─── Information supplied ───

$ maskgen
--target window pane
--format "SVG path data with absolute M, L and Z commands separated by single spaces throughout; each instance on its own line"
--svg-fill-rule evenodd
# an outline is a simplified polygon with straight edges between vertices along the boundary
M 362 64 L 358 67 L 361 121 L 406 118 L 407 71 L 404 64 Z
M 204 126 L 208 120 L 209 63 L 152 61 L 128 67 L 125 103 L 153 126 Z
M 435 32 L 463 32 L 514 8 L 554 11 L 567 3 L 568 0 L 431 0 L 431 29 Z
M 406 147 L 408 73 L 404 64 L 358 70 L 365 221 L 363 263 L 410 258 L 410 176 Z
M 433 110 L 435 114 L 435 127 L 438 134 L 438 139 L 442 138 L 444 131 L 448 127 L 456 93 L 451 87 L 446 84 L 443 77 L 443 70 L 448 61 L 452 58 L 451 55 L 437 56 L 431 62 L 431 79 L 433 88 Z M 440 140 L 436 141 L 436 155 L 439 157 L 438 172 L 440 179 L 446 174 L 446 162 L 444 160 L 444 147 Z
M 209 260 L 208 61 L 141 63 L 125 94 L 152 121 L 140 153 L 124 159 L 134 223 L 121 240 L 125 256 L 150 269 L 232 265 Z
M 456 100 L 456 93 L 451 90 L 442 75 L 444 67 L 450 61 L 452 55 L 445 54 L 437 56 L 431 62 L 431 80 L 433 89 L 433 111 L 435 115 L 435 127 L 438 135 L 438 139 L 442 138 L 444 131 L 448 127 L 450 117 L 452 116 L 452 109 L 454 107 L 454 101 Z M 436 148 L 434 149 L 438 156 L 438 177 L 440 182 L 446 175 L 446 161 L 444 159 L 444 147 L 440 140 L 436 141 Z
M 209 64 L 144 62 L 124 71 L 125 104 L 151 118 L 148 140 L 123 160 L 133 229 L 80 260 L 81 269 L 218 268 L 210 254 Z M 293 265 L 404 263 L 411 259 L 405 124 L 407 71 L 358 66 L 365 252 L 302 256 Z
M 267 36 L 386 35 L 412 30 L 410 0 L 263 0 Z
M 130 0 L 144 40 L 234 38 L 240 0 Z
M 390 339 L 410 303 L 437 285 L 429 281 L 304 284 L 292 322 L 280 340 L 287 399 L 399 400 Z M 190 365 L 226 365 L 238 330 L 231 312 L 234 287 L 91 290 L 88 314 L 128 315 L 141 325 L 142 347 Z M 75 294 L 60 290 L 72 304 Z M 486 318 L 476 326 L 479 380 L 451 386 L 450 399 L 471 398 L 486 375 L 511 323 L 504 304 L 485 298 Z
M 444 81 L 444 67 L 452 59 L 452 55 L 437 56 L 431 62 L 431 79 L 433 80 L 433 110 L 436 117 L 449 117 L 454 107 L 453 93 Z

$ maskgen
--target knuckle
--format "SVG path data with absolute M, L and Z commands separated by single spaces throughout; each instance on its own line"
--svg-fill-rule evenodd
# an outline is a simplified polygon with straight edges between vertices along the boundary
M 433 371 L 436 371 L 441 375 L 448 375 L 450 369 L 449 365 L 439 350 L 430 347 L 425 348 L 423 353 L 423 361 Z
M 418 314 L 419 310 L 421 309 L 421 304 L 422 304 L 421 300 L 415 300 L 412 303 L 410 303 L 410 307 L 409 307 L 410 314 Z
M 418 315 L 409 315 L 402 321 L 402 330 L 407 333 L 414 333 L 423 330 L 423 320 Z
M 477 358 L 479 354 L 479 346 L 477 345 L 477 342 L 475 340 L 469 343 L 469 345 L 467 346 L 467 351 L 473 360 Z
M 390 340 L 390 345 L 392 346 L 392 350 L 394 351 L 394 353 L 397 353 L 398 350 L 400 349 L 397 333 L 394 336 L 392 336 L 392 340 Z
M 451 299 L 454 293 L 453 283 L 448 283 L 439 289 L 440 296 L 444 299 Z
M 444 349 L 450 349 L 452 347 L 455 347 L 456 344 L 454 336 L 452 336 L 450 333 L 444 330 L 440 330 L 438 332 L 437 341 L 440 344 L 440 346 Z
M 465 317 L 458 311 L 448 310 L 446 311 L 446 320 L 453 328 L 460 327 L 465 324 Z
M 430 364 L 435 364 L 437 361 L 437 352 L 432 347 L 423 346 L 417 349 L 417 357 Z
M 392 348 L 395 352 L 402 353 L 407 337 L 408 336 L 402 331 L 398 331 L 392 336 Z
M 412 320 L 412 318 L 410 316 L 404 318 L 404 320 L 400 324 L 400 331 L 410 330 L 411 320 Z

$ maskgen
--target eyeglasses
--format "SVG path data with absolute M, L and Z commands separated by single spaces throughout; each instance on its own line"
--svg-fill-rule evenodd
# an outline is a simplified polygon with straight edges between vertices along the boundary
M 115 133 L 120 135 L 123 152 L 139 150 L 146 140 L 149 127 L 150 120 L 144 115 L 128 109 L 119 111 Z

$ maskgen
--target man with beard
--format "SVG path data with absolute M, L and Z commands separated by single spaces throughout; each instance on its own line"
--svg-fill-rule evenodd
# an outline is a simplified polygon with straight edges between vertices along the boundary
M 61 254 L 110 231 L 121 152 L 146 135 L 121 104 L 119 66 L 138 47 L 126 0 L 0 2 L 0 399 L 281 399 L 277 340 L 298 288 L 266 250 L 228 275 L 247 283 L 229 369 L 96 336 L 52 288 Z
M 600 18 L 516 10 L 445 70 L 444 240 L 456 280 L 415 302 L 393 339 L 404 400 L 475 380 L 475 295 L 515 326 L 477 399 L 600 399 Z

───

→ **Work request**
What's needed is every entry, returned word for word.

→ **Answer area**
$ maskgen
--target window pane
--format "SVG path data with absolute M, L and Z commands separated by single spaces throughout; each instance on its own line"
--svg-fill-rule evenodd
# an outline is a simplified polygon with straight edges between vertices along the boundary
M 362 64 L 358 67 L 361 121 L 406 118 L 407 71 L 404 64 Z
M 204 126 L 208 120 L 209 63 L 152 61 L 128 67 L 125 103 L 153 126 Z
M 435 32 L 463 32 L 514 8 L 554 11 L 567 3 L 568 0 L 431 0 L 431 29 Z
M 406 147 L 408 73 L 404 64 L 358 70 L 365 221 L 363 263 L 410 258 L 410 176 Z
M 433 110 L 435 114 L 435 127 L 438 134 L 438 139 L 442 138 L 444 131 L 448 127 L 456 93 L 451 87 L 446 84 L 443 77 L 443 70 L 448 61 L 452 58 L 451 55 L 437 56 L 431 62 L 431 79 L 433 88 Z M 440 140 L 436 141 L 436 155 L 439 157 L 438 172 L 440 179 L 446 174 L 446 162 L 444 160 L 444 147 Z
M 209 260 L 208 61 L 141 63 L 125 94 L 152 121 L 140 153 L 124 159 L 134 223 L 121 240 L 125 256 L 150 269 L 232 265 Z
M 456 100 L 456 93 L 451 90 L 442 75 L 444 67 L 450 61 L 452 55 L 445 54 L 437 56 L 431 62 L 431 80 L 433 89 L 433 111 L 435 115 L 435 127 L 438 135 L 438 139 L 442 138 L 444 131 L 448 127 L 450 117 L 452 116 L 452 109 L 454 107 L 454 101 Z M 436 148 L 434 149 L 438 156 L 438 177 L 440 182 L 446 175 L 446 161 L 444 159 L 444 147 L 440 140 L 436 141 Z
M 209 64 L 144 62 L 124 71 L 125 104 L 151 118 L 148 140 L 123 160 L 133 229 L 80 260 L 81 269 L 218 268 L 210 254 Z M 293 265 L 404 263 L 411 259 L 405 124 L 407 71 L 358 66 L 365 252 L 302 256 Z
M 267 36 L 386 35 L 412 30 L 410 0 L 263 0 Z
M 130 0 L 144 40 L 234 38 L 240 0 Z
M 390 339 L 410 303 L 437 285 L 429 281 L 304 284 L 292 322 L 280 340 L 287 399 L 399 400 Z M 190 365 L 226 365 L 238 330 L 231 312 L 234 287 L 91 290 L 88 314 L 128 315 L 141 325 L 142 347 Z M 75 294 L 60 290 L 72 304 Z M 486 318 L 476 326 L 479 380 L 451 386 L 450 399 L 471 398 L 486 375 L 511 323 L 504 304 L 485 298 Z
M 444 81 L 444 67 L 452 59 L 452 55 L 437 56 L 431 62 L 431 79 L 433 80 L 433 110 L 436 117 L 449 117 L 454 107 L 453 93 Z

$ maskgen
--target knuckle
--format "SVG path data with absolute M, L and Z commands separated by single spaces throughout; each instance on its own line"
--svg-fill-rule evenodd
# an outline is a simplified polygon with straight edges between vertices along the boundary
M 433 371 L 436 371 L 441 375 L 448 375 L 450 369 L 449 365 L 439 350 L 430 347 L 425 348 L 423 353 L 423 361 Z
M 418 314 L 419 310 L 421 309 L 421 304 L 422 304 L 421 300 L 415 300 L 412 303 L 410 303 L 410 307 L 409 307 L 410 314 Z
M 418 315 L 409 315 L 402 321 L 402 330 L 407 333 L 414 333 L 423 330 L 423 320 Z
M 477 358 L 479 354 L 479 346 L 477 345 L 477 342 L 475 340 L 469 343 L 469 345 L 467 346 L 467 351 L 473 360 Z
M 390 340 L 390 345 L 392 346 L 392 350 L 394 351 L 394 353 L 397 353 L 398 350 L 400 349 L 397 333 L 394 336 L 392 336 L 392 340 Z
M 451 299 L 454 293 L 453 283 L 448 283 L 439 289 L 440 296 L 444 299 Z
M 444 349 L 450 349 L 452 347 L 455 347 L 456 344 L 454 336 L 452 336 L 450 333 L 444 330 L 440 330 L 438 332 L 437 341 L 440 344 L 440 346 Z
M 465 317 L 458 311 L 448 310 L 446 311 L 446 320 L 453 328 L 460 327 L 465 324 Z
M 430 364 L 435 364 L 437 361 L 437 352 L 432 347 L 423 346 L 417 349 L 417 357 Z
M 392 348 L 395 352 L 402 353 L 407 337 L 408 336 L 402 331 L 398 331 L 392 336 Z
M 412 320 L 412 318 L 410 316 L 404 318 L 404 320 L 400 324 L 400 331 L 410 330 L 411 320 Z

$ maskgen
--target eyeglasses
--format "SVG path data with absolute M, L and Z commands separated by single spaces throughout; each instance on its own line"
--svg-fill-rule evenodd
# an outline is a simplified polygon with straight edges between vertices along the boundary
M 115 133 L 120 135 L 123 152 L 139 150 L 146 140 L 149 127 L 150 120 L 144 115 L 128 109 L 119 111 Z

$ maskgen
--target man with beard
--format "SVG path data with absolute M, L and Z commands separated by single spaces throughout; each instance on its own line"
--svg-fill-rule evenodd
# an outline is a simplified polygon with straight edges between vertices along the boundary
M 61 254 L 110 231 L 121 152 L 146 135 L 121 104 L 119 66 L 138 47 L 126 0 L 0 2 L 0 399 L 281 399 L 277 340 L 298 288 L 266 250 L 228 275 L 247 283 L 229 369 L 96 336 L 52 288 Z
M 600 18 L 516 10 L 445 70 L 444 240 L 456 280 L 415 302 L 393 339 L 404 400 L 475 380 L 475 295 L 515 326 L 477 399 L 600 399 Z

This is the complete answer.